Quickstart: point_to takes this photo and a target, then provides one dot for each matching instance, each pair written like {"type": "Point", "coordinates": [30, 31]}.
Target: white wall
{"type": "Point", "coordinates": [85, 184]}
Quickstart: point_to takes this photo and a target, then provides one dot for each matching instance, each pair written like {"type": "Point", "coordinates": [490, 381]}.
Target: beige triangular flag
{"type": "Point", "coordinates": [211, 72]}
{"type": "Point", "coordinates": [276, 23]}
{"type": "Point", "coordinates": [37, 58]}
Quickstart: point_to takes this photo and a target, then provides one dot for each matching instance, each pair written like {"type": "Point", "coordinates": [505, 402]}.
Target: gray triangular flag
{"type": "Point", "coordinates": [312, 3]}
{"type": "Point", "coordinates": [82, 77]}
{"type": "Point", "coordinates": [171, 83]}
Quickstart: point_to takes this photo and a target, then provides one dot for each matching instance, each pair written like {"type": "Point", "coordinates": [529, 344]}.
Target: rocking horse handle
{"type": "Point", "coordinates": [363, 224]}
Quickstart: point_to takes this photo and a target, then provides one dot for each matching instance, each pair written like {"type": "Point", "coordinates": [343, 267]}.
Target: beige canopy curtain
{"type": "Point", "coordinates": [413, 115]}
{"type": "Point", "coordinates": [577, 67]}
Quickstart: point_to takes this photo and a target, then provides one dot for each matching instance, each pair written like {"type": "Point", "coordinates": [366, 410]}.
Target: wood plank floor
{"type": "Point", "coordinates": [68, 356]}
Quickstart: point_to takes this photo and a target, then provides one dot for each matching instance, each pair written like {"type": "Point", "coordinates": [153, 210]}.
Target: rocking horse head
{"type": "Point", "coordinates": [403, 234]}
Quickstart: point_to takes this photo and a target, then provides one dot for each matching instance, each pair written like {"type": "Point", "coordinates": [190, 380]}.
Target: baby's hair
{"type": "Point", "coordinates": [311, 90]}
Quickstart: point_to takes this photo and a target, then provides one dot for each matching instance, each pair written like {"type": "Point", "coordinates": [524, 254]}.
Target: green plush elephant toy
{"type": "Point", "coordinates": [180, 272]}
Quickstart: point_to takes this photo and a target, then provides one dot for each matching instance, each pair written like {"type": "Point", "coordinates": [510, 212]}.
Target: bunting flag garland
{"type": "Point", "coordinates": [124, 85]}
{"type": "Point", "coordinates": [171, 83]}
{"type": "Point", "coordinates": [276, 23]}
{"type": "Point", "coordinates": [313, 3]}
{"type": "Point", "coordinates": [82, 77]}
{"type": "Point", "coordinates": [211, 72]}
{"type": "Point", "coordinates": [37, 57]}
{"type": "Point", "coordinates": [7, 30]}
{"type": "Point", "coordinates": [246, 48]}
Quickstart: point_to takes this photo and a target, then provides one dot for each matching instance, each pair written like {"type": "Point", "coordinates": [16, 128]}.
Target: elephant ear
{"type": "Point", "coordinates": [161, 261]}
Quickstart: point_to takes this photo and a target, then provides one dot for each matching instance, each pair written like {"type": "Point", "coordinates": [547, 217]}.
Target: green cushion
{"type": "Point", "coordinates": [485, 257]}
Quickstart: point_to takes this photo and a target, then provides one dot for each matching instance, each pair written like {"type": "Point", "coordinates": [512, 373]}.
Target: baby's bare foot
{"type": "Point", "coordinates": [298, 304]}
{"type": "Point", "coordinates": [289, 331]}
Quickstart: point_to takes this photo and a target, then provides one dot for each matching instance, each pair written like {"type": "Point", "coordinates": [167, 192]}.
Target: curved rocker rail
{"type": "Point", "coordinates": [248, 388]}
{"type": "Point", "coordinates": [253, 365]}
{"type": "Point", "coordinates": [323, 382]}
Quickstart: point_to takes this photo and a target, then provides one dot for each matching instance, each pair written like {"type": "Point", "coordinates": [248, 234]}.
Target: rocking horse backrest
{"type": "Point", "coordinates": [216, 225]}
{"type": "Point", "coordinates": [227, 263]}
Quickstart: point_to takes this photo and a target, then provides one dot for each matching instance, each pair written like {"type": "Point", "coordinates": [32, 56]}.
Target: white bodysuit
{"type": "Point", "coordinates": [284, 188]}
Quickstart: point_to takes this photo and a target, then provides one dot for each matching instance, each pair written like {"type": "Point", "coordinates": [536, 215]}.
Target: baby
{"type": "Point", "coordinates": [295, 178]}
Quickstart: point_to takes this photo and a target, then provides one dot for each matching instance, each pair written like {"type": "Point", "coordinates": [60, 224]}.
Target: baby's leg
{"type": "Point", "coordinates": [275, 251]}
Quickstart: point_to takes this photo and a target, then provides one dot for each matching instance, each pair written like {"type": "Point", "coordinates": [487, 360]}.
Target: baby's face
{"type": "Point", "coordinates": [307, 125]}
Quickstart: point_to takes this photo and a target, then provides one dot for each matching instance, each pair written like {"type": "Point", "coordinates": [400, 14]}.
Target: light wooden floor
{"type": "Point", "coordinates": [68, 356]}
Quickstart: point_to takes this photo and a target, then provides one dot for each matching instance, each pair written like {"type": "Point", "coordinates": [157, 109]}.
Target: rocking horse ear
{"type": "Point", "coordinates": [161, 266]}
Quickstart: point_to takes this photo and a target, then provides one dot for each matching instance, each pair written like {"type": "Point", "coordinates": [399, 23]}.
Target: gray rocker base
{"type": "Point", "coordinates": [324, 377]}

*Requirement:* Repeat every record, keeping each word and mark exactly as it is.

*Answer:*
Quickstart: point_to takes this photo and a target, then provides one dot for each matching instance, each pair written like {"type": "Point", "coordinates": [30, 31]}.
Target: white wall
{"type": "Point", "coordinates": [85, 184]}
Quickstart: point_to takes this photo and a target, then provides one dot for each matching instance, each pair written like {"type": "Point", "coordinates": [490, 381]}.
Target: beige triangular flag
{"type": "Point", "coordinates": [211, 72]}
{"type": "Point", "coordinates": [276, 23]}
{"type": "Point", "coordinates": [37, 58]}
Quickstart: point_to takes this photo and a target, then provides one dot for each matching instance, each pair written like {"type": "Point", "coordinates": [505, 402]}.
Target: gray triangular flag
{"type": "Point", "coordinates": [312, 3]}
{"type": "Point", "coordinates": [82, 77]}
{"type": "Point", "coordinates": [171, 83]}
Quickstart: point_to takes this photo and a target, then provides one dot for each matching instance, each pair written like {"type": "Point", "coordinates": [529, 344]}.
Target: rocking horse handle
{"type": "Point", "coordinates": [363, 224]}
Quickstart: point_to takes this photo and a target, then provides one dot for each matching instance, each pair written like {"type": "Point", "coordinates": [343, 267]}.
Target: beige canopy curtain
{"type": "Point", "coordinates": [413, 115]}
{"type": "Point", "coordinates": [577, 67]}
Quickstart: point_to takes this photo and a target, then provides one dot for each matching instance, each pair written like {"type": "Point", "coordinates": [366, 410]}.
Target: wood plank floor
{"type": "Point", "coordinates": [68, 356]}
Quickstart: point_to takes this photo and a target, then provides one dot for each matching instance, each pair written like {"type": "Point", "coordinates": [153, 210]}.
Target: rocking horse head
{"type": "Point", "coordinates": [403, 234]}
Quickstart: point_to takes this photo and a target, then provides one dot for each matching instance, each pair written like {"type": "Point", "coordinates": [190, 380]}.
Target: baby's hair
{"type": "Point", "coordinates": [311, 90]}
Quickstart: point_to takes this photo and a target, then provides one dot for each matching instance, each pair written like {"type": "Point", "coordinates": [524, 254]}.
Target: green plush elephant toy
{"type": "Point", "coordinates": [180, 272]}
Quickstart: point_to takes this photo and a target, then provides one dot for each matching instance, each pair written like {"type": "Point", "coordinates": [510, 212]}.
Target: bunting flag garland
{"type": "Point", "coordinates": [124, 85]}
{"type": "Point", "coordinates": [171, 83]}
{"type": "Point", "coordinates": [276, 23]}
{"type": "Point", "coordinates": [313, 3]}
{"type": "Point", "coordinates": [82, 77]}
{"type": "Point", "coordinates": [211, 72]}
{"type": "Point", "coordinates": [37, 57]}
{"type": "Point", "coordinates": [7, 30]}
{"type": "Point", "coordinates": [246, 48]}
Quickstart: point_to takes this photo and a target, then provides one dot for each matching instance, each pair written like {"type": "Point", "coordinates": [16, 128]}.
Target: elephant ear
{"type": "Point", "coordinates": [161, 261]}
Quickstart: point_to takes this photo and a target, then provides one dot for each matching instance, each pair written like {"type": "Point", "coordinates": [547, 217]}.
Target: green cushion
{"type": "Point", "coordinates": [485, 257]}
Quickstart: point_to takes this photo and a target, then provides one dot for each matching instance, each pair written like {"type": "Point", "coordinates": [512, 373]}.
Target: baby's bare foot
{"type": "Point", "coordinates": [298, 304]}
{"type": "Point", "coordinates": [289, 331]}
Quickstart: point_to takes this photo and a target, then provides one dot for each matching instance, each pair written like {"type": "Point", "coordinates": [167, 192]}.
Target: curved rocker rail
{"type": "Point", "coordinates": [248, 388]}
{"type": "Point", "coordinates": [253, 365]}
{"type": "Point", "coordinates": [323, 382]}
Quickstart: point_to takes this photo and a target, then provides one dot for each matching instance, each pair written like {"type": "Point", "coordinates": [248, 234]}.
Target: rocking horse backrest
{"type": "Point", "coordinates": [216, 225]}
{"type": "Point", "coordinates": [227, 263]}
Quickstart: point_to takes this photo and a target, then provides one dot for each matching instance, each pair written like {"type": "Point", "coordinates": [32, 56]}.
Target: white bodysuit
{"type": "Point", "coordinates": [284, 188]}
Quickstart: point_to takes this photo and a target, then provides one dot for each matching instance, each pair written like {"type": "Point", "coordinates": [536, 215]}.
Target: baby
{"type": "Point", "coordinates": [295, 178]}
Quickstart: point_to takes this photo and a target, then provides one dot for each matching instance, each pair written like {"type": "Point", "coordinates": [60, 224]}.
Target: baby's leg
{"type": "Point", "coordinates": [275, 251]}
Quickstart: point_to takes this photo and a target, then provides one dot for each matching instance, each pair written like {"type": "Point", "coordinates": [487, 360]}.
Target: baby's face
{"type": "Point", "coordinates": [307, 125]}
Quickstart: point_to takes this photo and a target, then provides one dot for each matching instance, each pair written like {"type": "Point", "coordinates": [400, 14]}.
Target: light wooden floor
{"type": "Point", "coordinates": [68, 356]}
Quickstart: point_to takes this photo and a target, then provides one dot for each matching instance, each pair written like {"type": "Point", "coordinates": [157, 109]}.
Target: rocking horse ear
{"type": "Point", "coordinates": [161, 266]}
Quickstart: point_to takes this photo and a target, then provides one dot for each matching instance, each pair written like {"type": "Point", "coordinates": [399, 23]}.
Target: gray rocker base
{"type": "Point", "coordinates": [324, 377]}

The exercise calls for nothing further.